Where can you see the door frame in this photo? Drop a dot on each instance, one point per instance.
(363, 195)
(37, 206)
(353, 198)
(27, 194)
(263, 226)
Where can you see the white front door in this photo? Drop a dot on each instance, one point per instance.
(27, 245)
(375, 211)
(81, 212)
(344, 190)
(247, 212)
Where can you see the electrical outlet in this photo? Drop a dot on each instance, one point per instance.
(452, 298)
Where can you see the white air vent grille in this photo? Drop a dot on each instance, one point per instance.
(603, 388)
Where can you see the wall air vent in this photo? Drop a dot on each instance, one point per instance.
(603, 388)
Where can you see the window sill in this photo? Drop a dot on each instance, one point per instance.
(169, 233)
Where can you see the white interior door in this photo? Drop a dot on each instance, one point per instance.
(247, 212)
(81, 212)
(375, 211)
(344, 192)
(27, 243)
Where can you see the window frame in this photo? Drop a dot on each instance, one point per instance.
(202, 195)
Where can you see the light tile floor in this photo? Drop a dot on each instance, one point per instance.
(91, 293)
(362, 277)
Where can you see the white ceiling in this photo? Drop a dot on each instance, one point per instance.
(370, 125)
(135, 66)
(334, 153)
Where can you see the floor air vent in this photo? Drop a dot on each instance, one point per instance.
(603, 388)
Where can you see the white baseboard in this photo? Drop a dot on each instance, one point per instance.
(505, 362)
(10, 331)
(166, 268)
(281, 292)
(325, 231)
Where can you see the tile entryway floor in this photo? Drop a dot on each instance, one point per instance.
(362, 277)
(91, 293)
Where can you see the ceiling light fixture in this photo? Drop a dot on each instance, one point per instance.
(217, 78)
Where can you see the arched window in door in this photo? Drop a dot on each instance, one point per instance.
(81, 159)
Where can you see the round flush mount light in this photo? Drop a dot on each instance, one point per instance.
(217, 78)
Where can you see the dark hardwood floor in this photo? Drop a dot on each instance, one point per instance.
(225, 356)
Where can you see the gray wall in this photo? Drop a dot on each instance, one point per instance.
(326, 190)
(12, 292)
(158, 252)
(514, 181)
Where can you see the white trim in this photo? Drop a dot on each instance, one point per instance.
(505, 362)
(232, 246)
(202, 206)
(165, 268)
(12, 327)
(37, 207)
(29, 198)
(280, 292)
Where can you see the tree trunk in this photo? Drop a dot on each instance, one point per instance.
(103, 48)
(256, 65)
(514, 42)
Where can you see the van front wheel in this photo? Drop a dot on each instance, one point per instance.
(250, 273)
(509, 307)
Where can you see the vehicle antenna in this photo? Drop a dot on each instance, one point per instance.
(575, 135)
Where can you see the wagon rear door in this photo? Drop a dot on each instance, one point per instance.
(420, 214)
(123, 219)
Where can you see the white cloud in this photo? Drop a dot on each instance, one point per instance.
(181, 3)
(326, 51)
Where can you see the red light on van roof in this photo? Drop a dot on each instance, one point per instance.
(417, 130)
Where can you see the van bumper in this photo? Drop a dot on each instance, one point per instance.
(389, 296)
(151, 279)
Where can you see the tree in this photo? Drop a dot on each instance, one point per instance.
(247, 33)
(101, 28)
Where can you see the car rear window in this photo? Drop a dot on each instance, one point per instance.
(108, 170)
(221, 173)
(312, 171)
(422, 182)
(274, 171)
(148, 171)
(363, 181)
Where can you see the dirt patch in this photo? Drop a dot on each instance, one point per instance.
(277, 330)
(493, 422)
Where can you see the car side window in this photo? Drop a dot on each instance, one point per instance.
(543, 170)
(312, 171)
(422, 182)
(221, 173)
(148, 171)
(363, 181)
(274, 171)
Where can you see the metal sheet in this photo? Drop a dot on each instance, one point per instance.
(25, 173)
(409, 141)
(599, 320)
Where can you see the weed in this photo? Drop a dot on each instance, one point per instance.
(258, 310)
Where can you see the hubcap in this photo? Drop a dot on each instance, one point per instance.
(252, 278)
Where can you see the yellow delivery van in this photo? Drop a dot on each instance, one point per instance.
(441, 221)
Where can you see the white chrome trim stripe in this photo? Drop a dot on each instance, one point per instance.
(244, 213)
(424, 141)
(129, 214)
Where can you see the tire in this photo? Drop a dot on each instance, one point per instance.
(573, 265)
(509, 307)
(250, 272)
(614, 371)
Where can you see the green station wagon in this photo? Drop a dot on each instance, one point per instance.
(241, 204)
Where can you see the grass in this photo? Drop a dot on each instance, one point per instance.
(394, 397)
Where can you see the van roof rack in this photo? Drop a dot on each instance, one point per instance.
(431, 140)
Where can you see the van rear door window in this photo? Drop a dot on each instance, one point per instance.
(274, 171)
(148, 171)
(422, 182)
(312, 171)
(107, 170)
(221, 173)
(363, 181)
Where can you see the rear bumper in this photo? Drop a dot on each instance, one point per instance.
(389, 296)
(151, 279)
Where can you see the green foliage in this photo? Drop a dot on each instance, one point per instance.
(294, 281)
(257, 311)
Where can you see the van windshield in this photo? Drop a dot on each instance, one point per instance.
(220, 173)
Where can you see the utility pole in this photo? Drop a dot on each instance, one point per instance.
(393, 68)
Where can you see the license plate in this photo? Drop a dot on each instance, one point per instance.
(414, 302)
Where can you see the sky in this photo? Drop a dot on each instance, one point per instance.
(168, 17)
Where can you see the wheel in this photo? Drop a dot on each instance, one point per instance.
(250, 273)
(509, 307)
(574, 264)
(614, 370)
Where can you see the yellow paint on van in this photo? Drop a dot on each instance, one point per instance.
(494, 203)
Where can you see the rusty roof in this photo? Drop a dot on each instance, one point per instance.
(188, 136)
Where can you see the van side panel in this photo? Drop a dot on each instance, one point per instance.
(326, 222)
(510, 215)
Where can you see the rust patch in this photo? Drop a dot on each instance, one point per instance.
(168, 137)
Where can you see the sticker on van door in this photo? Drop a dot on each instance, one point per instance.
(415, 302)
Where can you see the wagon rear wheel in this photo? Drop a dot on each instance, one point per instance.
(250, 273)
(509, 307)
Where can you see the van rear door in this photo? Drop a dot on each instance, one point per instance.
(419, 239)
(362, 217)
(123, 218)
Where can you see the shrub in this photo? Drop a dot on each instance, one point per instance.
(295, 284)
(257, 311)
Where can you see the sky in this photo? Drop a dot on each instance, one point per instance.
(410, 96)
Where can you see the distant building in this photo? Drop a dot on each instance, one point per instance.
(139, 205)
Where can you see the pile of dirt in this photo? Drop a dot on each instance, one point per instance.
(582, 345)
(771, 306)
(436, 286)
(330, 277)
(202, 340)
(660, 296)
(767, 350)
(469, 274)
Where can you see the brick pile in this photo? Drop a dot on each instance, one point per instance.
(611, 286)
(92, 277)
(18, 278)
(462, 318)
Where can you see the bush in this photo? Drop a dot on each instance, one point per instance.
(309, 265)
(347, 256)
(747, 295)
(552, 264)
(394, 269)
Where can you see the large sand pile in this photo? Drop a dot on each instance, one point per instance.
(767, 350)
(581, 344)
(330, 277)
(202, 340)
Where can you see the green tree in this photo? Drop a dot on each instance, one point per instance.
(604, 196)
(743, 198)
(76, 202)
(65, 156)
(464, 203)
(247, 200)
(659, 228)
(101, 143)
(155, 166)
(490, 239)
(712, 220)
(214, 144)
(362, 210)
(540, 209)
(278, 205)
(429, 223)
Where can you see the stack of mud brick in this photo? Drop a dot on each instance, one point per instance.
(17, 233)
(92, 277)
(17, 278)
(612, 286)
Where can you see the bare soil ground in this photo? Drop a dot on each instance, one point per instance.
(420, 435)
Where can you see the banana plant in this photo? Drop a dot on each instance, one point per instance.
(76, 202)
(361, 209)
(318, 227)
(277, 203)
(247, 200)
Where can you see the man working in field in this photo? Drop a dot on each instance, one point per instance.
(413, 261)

# # # #

Work instructions. Retype the material above, line by line, exactly.

Result for this task.
Where can you see the door frame in this photo? Drop a dot on each instance, one point per instance.
(363, 195)
(37, 206)
(353, 198)
(27, 194)
(263, 226)
Where can you see the white front door in this photo? Drop a dot on each instance, one point per instance.
(27, 245)
(375, 211)
(81, 212)
(344, 190)
(247, 212)
Where can you see the electrical outlet in this photo? Drop a dot on each instance, one point per instance.
(452, 298)
Where can you see the white air vent grille in this photo? Drop a dot on each instance, one point per instance.
(603, 388)
Where can you see the wall air vent in this photo? Drop a dot on each instance, one point per instance.
(603, 388)
Where can you see the window sill in this photo? Drop a dot on each instance, one point per instance.
(169, 233)
Where can you see the white interior door in this photo? Drop a dot on each instance, one point per instance.
(247, 212)
(81, 212)
(375, 211)
(344, 192)
(27, 243)
Where can you see the window frame in this photo? Drop a dot on each instance, one point per instance.
(202, 195)
Where can you see the light tile floor in this photo? Drop a dot on each instance, one point per instance.
(91, 293)
(362, 277)
Where can you see the white ceiling in this photo? Drop a dot on each instance, one point per instance.
(370, 125)
(135, 66)
(334, 153)
Where can you see the floor air vent in this photo? Drop a dot on each instance, one point per instance.
(603, 388)
Where can you see the white baseboard in this photo? Drop a dot on each instance, one point per instance.
(505, 362)
(10, 331)
(166, 268)
(281, 292)
(325, 231)
Where can you see the tile entryway floor in this photo? Drop a dot on each instance, one point per instance.
(362, 277)
(91, 293)
Where can you see the ceiling light fixture in this photo? Drop a dot on each instance, one point per instance.
(217, 78)
Where can you see the arched window in door in this photo? Drop a dot on each instance, one point per instance.
(81, 159)
Where can you see the round flush mount light in this photo? Drop a dot on each instance, one point per instance.
(217, 78)
Where can you see the dark hardwood floor in this photo? Drop a dot on each instance, one point per instance.
(225, 356)
Where can you see the gray wall in this photo? Drop a dot on each instance, one point per instance.
(326, 190)
(12, 292)
(158, 252)
(514, 181)
Where can you see the white trim in this photo? Drop a dot on each instance, one point per instance.
(505, 362)
(232, 246)
(202, 206)
(165, 268)
(12, 327)
(37, 207)
(29, 198)
(280, 292)
Where can you see the tree trunk in this photo? Drop a dot on each instance, one point per instance.
(103, 48)
(256, 65)
(514, 42)
Where can you see the van front wheel in this photo? Drop a dot on each instance, one point per instance.
(250, 273)
(509, 307)
Where can you see the vehicle antenna in this photo? Drop a dot on each instance, one point per instance.
(575, 135)
Where can you see the wagon rear door in this photo? Drop a dot on each instance, one point per instance.
(420, 214)
(123, 219)
Where can you see the white cloud in this photo? Drop a dot on each instance, one point per instance.
(181, 3)
(326, 51)
Where can you see the red light on van roof in this photo? Drop a dot on each instance, one point per instance.
(417, 130)
Where can you see the van bumper in this photo? Drop a dot on each instance, one point per instance.
(389, 296)
(151, 279)
Where can you see the tree in this photo? Drop a dot on each instance, one point per instance.
(247, 33)
(101, 28)
Where can you see the car rear window in this photo? Drop a dot on each instance, one point per instance.
(108, 170)
(221, 173)
(312, 171)
(422, 182)
(274, 171)
(148, 171)
(363, 181)
Where can you see the dirt patch in this photo? Drop a dot on each instance, one point per instance.
(277, 330)
(493, 422)
Where can you see the car side window in this photo? Drop a dot on each instance, one point per instance.
(543, 170)
(312, 171)
(422, 182)
(221, 173)
(148, 171)
(363, 181)
(274, 171)
Where can you see the metal sheet in this photo? Drop a dot on each instance, one point per instance.
(25, 173)
(409, 141)
(599, 320)
Where can you see the weed in this photo? Drop a dot on each instance, one point per instance.
(258, 310)
Where can you see the hubcap in this photo? Drop a dot on each instance, one point per instance.
(252, 278)
Where can you see the yellow delivery van in this photo? Drop a dot on each instance, one point per instance.
(441, 221)
Where can you see the white chrome trim stripe in this photo? Drop a dot on each instance, one point per instance.
(244, 213)
(424, 141)
(129, 214)
Where can you see the tire in this photo? Drop a dot on each instance, one point per instance.
(573, 265)
(509, 307)
(250, 272)
(614, 371)
Where can you see the green station wagon in this photo? Drop a dot on each instance, one point per instance.
(241, 204)
Where can you see the grass in this photo? Drop a dot on each instance, one point per instance.
(394, 397)
Where can you see the van roof rack in this photo? Drop a dot on each instance, one point per instance.
(431, 140)
Where can you see the van rear door window in this photo? Drop a dot on each instance, one point per instance.
(274, 171)
(148, 171)
(422, 182)
(312, 171)
(107, 170)
(221, 173)
(363, 181)
Where can you see the rear bumper in this photo? Drop a dot on each instance, one point per instance.
(389, 296)
(151, 279)
Where can you see the green foliage in this photo? Drop a dot on each instance, one point per instance.
(294, 281)
(257, 311)
Where can you see the van windshield in this photo? Drop a dot on each instance, one point per instance.
(220, 173)
Where can you see the utility pole in this photo? Drop a dot on each instance, one point per instance.
(393, 68)
Where can you see the license plate in this photo? Drop a dot on each instance, one point per instance.
(414, 302)
Where can you see the sky in this photo? Drop a dot on each instance, one point per instance.
(168, 17)
Where can you see the wheel in this photo? Drop a dot on each instance, one point per instance.
(250, 273)
(509, 307)
(574, 264)
(614, 370)
Where can you see the yellow paint on van in this photo? Drop a dot on each instance, one point per instance.
(494, 203)
Where can you see the rusty roof in this photo? Drop a dot on each instance, one point per instance.
(188, 136)
Where can you see the van side panel in this photo? Drop a dot on each instance, one point per instance.
(326, 222)
(510, 215)
Where can you see the rust patch in this photo? Drop a dot on each instance, one point per instance.
(168, 137)
Where can you see the sticker on van door in this photo? Drop a dot on each instance, one point per instance.
(415, 302)
Where can you see the wagon rear wheel in this photo? Drop a dot on each instance, one point per instance.
(250, 273)
(509, 307)
Where can you see the van rear door in this photo? Drop a dot on each instance, one point per instance.
(419, 239)
(362, 217)
(123, 218)
Where can you see the shrub in this photo? Drop a dot on each instance, one point per instance.
(295, 284)
(257, 311)
Where can you see the sky in this photo? Drop a dot on each instance, one point per instance.
(410, 96)
Where can you see the distant building in this photo? Drop a dot on each instance, one point per instance.
(139, 205)
Where can you see the pile of dirt in this photo? Drop a dot on each instance, one point per instance.
(582, 345)
(771, 306)
(436, 286)
(330, 277)
(202, 340)
(660, 296)
(767, 350)
(469, 274)
Where can you see the brick pile in this photo? Drop a dot on each instance, one point per instance.
(611, 286)
(92, 277)
(18, 278)
(462, 318)
Where can you see the bush in this photo? Drop a dot on each instance, one point per instance.
(309, 265)
(347, 256)
(747, 295)
(552, 264)
(394, 269)
Where can you see the large sand pile in this photo? Drop a dot on each instance, one point per instance.
(767, 350)
(581, 344)
(330, 277)
(202, 340)
Where can you see the green tree in this photo? Drop a dot on each instance, one point per instance.
(604, 196)
(743, 198)
(76, 202)
(65, 156)
(464, 203)
(247, 200)
(659, 228)
(101, 143)
(155, 166)
(490, 239)
(712, 220)
(214, 144)
(362, 210)
(540, 209)
(278, 205)
(429, 223)
Where can you see the stack of mud brick in this photo? Drop a dot on each instance, one point per instance.
(17, 233)
(92, 277)
(17, 278)
(612, 286)
Where can you see the bare soil ground in this photo? Drop a dot on each instance, one point per instance.
(420, 435)
Where can you see the banana plant in this photo? Drop a dot on each instance, one point per instance.
(76, 202)
(361, 209)
(318, 227)
(277, 203)
(247, 200)
Where can you see the man working in field in this photo? Drop a dot on each instance, one point per instance.
(413, 261)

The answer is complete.